* Problems to solve:
**1)** From the thyroid medication text, reproduce the passage between "1. NP Thyroid" and "such as GoodRx.", inclusive.
**2)** According to the thyroid medication text, how many pharmacies make desiccated thyroid in the US?
**3)** List every component that the thyroid medication text says desiccated thyroid contains.

* Document section:
──────

Dessicated thyroid in the US is made by three pharmacies, each with a different name, and each contains approximately 80% T4 and 20% T3, with non-specific but perhaps helpful doses of T1 and T2, as well as a small dose of iodine, along with other thyroid gland components. In clinical trials, patients generally feel “better” on dessicated thyroid: perhaps because they contain other thyroid components, or perhaps because the alternate synthetic forms contain so many “inactive” ingredients. I usually start people on dessicated thyroid, unless they clearly have a low Free T4 with an optimal (upper end of normal) Free T3.

  1. NP Thyroid has the least inactive ingredients besides the active hormones, triglycerides from coconut and inulin, a fiber which can be difficult for some people to digest without bloating and gas.  No gluten, corn, artificial colors, and no FDA recalls for inconsistency. On average, the most affordable formulation with the use of a pharmacy discount plan such as GoodRx.

──────

* Exercise data:
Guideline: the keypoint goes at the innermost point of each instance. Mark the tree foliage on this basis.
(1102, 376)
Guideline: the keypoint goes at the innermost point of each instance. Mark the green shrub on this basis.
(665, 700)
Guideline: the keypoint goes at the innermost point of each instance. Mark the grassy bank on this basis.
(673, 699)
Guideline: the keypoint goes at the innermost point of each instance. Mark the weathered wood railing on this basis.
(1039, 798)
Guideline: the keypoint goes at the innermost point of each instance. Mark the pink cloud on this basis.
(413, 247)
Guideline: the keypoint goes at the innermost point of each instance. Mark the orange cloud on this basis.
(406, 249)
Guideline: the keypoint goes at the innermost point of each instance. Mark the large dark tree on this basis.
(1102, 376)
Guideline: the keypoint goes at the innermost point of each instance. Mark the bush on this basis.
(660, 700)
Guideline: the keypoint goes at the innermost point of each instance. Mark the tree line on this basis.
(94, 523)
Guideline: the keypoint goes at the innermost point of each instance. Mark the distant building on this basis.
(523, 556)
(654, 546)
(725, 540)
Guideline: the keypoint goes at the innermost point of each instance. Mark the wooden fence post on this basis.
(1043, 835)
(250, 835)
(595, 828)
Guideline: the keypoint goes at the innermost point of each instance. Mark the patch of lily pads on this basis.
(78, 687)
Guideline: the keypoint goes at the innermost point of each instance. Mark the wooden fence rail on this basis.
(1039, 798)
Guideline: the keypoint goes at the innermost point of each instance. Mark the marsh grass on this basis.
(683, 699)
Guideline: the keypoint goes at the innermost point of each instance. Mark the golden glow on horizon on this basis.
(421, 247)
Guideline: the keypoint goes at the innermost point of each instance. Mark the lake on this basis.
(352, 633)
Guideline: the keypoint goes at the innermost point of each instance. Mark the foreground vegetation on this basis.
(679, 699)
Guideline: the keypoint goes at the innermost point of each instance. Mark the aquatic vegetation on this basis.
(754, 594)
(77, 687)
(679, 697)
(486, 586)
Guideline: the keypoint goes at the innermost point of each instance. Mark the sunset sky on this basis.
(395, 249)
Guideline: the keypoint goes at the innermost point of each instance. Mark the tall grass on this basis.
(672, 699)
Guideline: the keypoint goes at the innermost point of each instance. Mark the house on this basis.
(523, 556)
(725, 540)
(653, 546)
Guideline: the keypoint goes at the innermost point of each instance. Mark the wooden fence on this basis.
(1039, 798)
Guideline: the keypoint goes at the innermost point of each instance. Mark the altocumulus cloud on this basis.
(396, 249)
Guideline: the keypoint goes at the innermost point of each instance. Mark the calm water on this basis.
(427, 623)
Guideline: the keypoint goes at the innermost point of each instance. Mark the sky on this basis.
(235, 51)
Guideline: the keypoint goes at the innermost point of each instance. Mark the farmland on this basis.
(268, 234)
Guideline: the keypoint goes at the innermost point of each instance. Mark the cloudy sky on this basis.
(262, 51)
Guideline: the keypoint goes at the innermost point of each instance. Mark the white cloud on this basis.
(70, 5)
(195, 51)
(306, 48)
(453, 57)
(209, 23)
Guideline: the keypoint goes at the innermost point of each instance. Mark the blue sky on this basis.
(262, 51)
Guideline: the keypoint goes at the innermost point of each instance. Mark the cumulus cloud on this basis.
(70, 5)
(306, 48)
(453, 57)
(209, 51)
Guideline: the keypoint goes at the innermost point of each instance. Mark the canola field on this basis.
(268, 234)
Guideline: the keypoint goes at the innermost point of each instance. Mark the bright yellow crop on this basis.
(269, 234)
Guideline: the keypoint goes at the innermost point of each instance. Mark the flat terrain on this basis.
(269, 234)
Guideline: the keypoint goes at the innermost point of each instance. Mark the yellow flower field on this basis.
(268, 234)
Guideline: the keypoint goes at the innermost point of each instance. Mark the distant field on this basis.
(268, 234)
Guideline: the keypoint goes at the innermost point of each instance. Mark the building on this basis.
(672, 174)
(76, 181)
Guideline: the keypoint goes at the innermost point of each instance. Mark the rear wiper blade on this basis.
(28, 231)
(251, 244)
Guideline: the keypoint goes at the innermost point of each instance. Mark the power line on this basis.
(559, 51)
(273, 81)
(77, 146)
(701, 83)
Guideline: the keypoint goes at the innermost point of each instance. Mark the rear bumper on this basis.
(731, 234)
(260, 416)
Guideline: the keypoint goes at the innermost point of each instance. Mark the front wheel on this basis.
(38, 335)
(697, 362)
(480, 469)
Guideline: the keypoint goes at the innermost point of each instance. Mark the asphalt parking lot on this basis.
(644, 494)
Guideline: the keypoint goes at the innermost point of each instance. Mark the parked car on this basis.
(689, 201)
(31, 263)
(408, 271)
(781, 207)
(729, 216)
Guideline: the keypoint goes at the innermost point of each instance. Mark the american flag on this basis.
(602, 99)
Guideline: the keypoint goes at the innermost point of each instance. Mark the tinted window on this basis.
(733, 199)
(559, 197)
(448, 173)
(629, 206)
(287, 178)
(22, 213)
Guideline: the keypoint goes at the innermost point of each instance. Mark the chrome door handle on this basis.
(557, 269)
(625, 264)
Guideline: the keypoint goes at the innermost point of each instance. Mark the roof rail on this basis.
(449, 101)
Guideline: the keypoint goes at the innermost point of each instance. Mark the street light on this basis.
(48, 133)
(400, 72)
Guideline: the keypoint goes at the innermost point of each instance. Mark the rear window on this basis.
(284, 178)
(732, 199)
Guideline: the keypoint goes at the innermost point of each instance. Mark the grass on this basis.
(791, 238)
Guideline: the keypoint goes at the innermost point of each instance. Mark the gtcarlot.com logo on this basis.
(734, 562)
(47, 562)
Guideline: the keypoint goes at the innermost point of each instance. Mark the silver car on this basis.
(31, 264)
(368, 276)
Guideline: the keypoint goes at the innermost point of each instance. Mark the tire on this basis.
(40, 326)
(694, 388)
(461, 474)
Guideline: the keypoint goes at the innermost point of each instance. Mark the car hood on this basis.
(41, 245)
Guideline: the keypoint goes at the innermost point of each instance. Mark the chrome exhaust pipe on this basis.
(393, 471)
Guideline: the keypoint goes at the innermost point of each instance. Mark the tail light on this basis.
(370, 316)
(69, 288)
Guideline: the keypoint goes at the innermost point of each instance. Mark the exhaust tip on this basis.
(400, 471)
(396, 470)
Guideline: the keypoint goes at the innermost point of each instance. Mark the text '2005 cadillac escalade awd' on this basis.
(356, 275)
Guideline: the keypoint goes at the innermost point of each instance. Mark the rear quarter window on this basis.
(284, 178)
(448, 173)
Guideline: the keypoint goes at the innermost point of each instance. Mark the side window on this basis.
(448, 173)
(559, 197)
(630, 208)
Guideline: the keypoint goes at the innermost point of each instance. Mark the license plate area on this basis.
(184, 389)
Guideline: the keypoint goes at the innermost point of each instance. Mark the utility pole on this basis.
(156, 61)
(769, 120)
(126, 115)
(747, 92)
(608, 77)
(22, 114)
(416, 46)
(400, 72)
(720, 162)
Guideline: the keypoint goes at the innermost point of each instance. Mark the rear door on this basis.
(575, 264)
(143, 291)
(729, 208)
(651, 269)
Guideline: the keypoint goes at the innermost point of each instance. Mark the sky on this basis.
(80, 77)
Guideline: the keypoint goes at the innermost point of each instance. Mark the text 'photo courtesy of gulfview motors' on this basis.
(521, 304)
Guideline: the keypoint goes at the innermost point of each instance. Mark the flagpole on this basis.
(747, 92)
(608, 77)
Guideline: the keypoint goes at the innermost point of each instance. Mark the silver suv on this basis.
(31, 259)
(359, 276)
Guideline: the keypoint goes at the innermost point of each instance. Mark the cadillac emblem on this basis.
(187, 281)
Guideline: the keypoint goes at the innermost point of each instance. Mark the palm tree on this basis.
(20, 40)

──────

* Results:
**1)**
1. NP Thyroid has the least inactive ingredients besides the active hormones, triglycerides from coconut and inulin, a fiber which can be difficult for some people to digest without bloating and gas.  No gluten, corn, artificial colors, and no FDA recalls for inconsistency. On average, the most affordable formulation with the use of a pharmacy discount plan such as GoodRx.

**2)** Three.

**3)**
- T4 (approximately 80%)
- T3 (approximately 20%)
- T1
- T2
- iodine (a small dose)
- other thyroid gland components